(Text shown)
Effect of 3-Hydroxy-3-Methylglutaryl Coenzyme A Reductase Inhibition
Objective— Atherosclerosis and restenosis after vascular injury are both characterized by endothelial dysfunction, apoptosis, inappropriate endothelialization, and neointimal formation. Bone marrow–derived endothelial progenitor cells have been implicated in neovascularization, resulting in adult blood vessel formation. Despite the anticipated stem cell plasticity, the role of bone marrow–derived endothelial progenitor cells has not been clarified in vascular lesion development.
Methods and Results— We investigated vascular lesion formation in mice after transplantation of bone marrow transfected by means of retrovirus with enhanced green fluorescent protein. Carotid artery injury was induced, resulting in neointimal formation. Fluorescence microscopy and immunohistological analysis revealed that bone marrow–derived progenitor cells are involved in reendothelialization of the vascular lesions. Treatment with rosuvastatin (20 mg/kg body wt per day), a 3-hydroxy-3-methylglutaryl coenzyme A reductase inhibitor, enhanced the circulating pool of endothelial progenitor cells, propagated the advent of bone marrow–derived endothelial cells in the injured vessel wall, and, thereby, accelerated reendothelialization and significantly decreased neointimal formation.

(Supplied material)
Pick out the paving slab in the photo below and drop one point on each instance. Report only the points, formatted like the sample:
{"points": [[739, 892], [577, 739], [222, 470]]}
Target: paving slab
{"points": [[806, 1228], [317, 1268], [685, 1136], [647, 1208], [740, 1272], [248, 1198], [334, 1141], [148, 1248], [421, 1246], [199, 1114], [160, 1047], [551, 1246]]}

(Task instructions) In the text on 3-hydroxy-3-methylglutaryl coenzyme A reductase inhibition, what daily dose of rosuvastatin did the mice receive?

(Response to the exercise) 20 mg/kg body weight per day.